-- BEGIN Materials provided --
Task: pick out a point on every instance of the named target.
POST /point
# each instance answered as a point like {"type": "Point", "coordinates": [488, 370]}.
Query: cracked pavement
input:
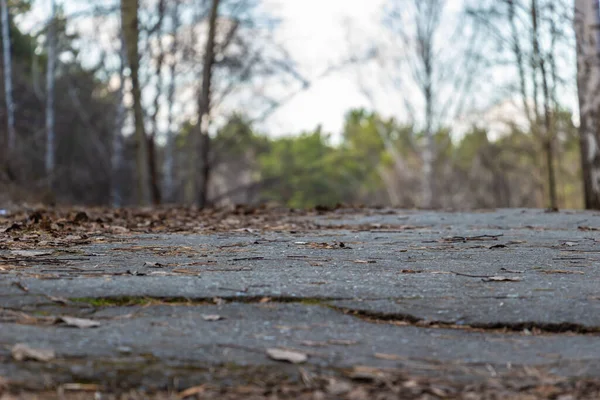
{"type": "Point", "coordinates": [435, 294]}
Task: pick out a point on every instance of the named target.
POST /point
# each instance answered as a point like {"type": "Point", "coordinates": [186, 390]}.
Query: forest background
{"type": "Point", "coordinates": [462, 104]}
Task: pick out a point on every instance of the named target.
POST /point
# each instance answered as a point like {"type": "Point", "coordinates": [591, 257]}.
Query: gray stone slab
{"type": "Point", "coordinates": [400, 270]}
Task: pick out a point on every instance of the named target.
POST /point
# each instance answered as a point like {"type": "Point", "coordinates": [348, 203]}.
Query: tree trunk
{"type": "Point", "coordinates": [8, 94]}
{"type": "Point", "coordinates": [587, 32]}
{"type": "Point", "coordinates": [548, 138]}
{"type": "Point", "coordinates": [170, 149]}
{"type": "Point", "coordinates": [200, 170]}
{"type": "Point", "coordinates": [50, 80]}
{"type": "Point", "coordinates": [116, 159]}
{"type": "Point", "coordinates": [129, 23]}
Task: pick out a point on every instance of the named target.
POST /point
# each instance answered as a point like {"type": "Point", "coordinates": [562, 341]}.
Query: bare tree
-- END Materials provided --
• _Description of the task_
Repeat the data in full and exactly. Omit pictures.

• _Solution to this exercise_
Task: pick out a point on every instance of the named target.
POST /point
# each instance answered as a point like {"type": "Point", "coordinates": [488, 370]}.
Query: cracked pavement
input:
{"type": "Point", "coordinates": [435, 294]}
Task: pick out a point on every instance of the named target.
POST /point
# each instance answered as a point like {"type": "Point", "coordinates": [186, 390]}.
Query: forest background
{"type": "Point", "coordinates": [462, 104]}
Task: pick out a point on every instance of the named target.
POST /point
# each instance answered as a point like {"type": "Point", "coordinates": [591, 257]}.
Query: gray stone slab
{"type": "Point", "coordinates": [400, 270]}
Task: pick out a point on every instance of the named target.
POST /point
# each instance answered as a point like {"type": "Point", "coordinates": [348, 203]}.
Query: tree trunk
{"type": "Point", "coordinates": [8, 94]}
{"type": "Point", "coordinates": [587, 32]}
{"type": "Point", "coordinates": [548, 138]}
{"type": "Point", "coordinates": [170, 149]}
{"type": "Point", "coordinates": [200, 170]}
{"type": "Point", "coordinates": [50, 80]}
{"type": "Point", "coordinates": [116, 159]}
{"type": "Point", "coordinates": [129, 23]}
Task: pick out a point on every instance of the named target.
POST /point
# each instance answered as a point like {"type": "Point", "coordinates": [562, 341]}.
Query: bare tree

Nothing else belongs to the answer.